### Rows

★ ★ ★

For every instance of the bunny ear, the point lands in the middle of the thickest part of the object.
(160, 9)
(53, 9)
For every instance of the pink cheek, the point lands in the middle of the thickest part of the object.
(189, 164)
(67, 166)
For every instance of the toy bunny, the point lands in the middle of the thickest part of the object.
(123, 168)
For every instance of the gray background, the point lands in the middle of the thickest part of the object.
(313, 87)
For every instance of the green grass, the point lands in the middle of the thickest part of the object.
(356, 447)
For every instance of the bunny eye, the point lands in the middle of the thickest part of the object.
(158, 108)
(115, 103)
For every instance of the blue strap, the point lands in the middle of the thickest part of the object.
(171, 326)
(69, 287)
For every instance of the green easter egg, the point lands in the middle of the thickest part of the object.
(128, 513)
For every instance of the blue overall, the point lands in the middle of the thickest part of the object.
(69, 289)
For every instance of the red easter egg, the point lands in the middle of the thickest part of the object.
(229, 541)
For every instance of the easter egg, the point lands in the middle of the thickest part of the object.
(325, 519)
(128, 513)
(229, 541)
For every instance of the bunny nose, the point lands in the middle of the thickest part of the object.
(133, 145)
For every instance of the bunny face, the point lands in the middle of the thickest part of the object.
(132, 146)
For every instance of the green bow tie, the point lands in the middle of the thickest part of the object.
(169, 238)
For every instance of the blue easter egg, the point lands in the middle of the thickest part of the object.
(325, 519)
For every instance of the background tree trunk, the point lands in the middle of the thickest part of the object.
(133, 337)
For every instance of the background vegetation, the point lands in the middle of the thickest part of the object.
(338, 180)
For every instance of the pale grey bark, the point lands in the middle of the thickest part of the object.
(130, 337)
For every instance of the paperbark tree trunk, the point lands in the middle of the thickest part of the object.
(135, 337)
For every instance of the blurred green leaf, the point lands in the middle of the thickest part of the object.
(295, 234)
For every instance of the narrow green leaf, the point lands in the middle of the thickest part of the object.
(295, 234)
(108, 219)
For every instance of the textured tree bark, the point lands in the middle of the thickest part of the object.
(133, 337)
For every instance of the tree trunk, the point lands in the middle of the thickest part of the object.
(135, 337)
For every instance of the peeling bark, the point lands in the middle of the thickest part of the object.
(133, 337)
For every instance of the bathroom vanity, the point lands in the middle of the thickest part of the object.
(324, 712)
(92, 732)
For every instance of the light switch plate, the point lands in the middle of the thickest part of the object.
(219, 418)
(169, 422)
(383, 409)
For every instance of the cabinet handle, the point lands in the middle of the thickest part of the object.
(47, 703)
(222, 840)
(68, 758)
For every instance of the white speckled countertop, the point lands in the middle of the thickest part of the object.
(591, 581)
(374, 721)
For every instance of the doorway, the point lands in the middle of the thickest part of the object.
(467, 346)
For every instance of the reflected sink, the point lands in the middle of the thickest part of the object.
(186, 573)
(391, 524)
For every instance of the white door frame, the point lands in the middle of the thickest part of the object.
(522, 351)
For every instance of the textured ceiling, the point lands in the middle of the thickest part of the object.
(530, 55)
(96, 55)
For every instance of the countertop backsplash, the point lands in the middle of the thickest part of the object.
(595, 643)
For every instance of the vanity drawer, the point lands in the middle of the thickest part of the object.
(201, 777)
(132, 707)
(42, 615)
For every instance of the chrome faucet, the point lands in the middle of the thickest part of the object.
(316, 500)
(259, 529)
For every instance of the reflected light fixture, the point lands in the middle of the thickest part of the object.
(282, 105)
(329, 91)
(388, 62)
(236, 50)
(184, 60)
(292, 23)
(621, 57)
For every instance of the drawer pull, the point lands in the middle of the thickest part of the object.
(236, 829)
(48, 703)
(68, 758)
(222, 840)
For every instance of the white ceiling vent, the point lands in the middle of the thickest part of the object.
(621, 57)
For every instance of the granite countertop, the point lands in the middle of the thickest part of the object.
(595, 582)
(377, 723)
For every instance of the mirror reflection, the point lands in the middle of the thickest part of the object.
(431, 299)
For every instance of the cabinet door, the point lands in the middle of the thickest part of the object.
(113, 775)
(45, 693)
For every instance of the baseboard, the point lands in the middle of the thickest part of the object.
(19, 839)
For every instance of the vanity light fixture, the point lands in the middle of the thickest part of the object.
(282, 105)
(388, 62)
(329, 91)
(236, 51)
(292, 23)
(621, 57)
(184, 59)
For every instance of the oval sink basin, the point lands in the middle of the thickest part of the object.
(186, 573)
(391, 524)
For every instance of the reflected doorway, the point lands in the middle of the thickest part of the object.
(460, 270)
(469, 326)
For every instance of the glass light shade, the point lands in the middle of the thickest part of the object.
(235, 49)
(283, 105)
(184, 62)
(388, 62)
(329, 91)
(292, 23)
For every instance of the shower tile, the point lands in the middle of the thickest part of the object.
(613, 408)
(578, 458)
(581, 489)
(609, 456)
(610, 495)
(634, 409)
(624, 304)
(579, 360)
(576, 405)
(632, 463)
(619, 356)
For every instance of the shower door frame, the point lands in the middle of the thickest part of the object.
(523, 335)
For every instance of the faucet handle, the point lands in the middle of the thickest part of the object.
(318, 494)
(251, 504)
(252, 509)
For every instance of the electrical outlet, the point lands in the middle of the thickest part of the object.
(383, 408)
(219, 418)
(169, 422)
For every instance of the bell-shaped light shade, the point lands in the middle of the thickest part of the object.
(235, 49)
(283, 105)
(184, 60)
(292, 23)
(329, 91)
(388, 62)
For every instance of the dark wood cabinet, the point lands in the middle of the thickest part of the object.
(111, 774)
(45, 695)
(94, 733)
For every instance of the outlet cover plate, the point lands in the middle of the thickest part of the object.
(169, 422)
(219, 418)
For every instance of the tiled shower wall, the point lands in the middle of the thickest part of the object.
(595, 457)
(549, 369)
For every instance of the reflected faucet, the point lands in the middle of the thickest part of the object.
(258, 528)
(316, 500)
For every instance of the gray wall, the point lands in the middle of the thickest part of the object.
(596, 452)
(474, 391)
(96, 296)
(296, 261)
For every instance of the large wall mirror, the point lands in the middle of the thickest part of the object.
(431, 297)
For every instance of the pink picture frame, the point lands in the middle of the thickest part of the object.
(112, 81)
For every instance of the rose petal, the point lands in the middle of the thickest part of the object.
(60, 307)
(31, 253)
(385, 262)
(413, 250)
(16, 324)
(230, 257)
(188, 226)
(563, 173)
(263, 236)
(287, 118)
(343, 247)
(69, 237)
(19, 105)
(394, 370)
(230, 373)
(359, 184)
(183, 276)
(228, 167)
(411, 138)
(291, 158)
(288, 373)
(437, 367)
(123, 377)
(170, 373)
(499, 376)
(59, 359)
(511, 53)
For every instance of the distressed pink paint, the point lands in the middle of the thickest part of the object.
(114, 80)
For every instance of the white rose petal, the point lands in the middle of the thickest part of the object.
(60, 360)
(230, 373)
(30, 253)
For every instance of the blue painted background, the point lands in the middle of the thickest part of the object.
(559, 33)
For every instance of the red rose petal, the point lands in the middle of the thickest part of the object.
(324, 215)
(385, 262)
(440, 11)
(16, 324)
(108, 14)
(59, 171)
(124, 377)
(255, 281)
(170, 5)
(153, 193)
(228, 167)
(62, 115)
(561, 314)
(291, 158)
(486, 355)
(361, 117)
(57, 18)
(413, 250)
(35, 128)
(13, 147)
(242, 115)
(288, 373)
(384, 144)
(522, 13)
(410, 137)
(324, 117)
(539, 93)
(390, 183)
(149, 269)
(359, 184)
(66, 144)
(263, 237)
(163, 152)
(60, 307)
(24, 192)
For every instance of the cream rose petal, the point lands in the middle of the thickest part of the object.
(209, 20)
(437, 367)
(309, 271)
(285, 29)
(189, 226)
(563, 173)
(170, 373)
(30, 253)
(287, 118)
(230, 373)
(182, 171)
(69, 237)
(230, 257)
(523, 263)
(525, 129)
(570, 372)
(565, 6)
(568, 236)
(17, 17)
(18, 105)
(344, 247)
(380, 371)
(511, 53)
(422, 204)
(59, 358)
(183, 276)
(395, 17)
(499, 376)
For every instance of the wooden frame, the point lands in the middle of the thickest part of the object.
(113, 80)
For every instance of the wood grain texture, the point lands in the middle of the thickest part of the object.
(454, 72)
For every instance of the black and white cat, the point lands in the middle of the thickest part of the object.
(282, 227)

★ ★ ★

### Instructions for the task
Using the material above, extract the line that contains "For every instance of the red rose" and every line after it, exactly as given; stop at the last line.

### Complete answer
For every instance of the red rose petal, the point lands in the middle of the thickest part of the object.
(324, 215)
(385, 262)
(440, 11)
(16, 324)
(108, 14)
(59, 171)
(124, 377)
(255, 281)
(170, 5)
(153, 193)
(228, 167)
(62, 115)
(561, 314)
(291, 158)
(486, 355)
(361, 117)
(57, 18)
(413, 250)
(35, 128)
(13, 147)
(242, 115)
(288, 373)
(384, 144)
(522, 13)
(410, 137)
(324, 117)
(539, 93)
(390, 183)
(149, 269)
(359, 184)
(66, 144)
(263, 237)
(163, 152)
(60, 307)
(24, 192)
For every instance of the cream rose petal, the point lands in the middle of the thickest part of the object.
(209, 20)
(437, 367)
(309, 271)
(285, 29)
(189, 226)
(563, 173)
(170, 373)
(30, 253)
(287, 118)
(230, 373)
(182, 171)
(69, 237)
(230, 257)
(523, 263)
(525, 129)
(570, 372)
(565, 6)
(568, 236)
(17, 17)
(18, 105)
(344, 247)
(380, 371)
(511, 53)
(422, 204)
(59, 358)
(183, 276)
(395, 17)
(499, 376)
For every instance of the wooden frame, the point lands in the middle of the thickest part of the object.
(113, 80)
For every instance of the wood grain texture, the point lands in the middle of the thickest part of the object.
(454, 72)
For every instance of the black and white cat, the point lands in the middle of the thickest part of the object.
(282, 227)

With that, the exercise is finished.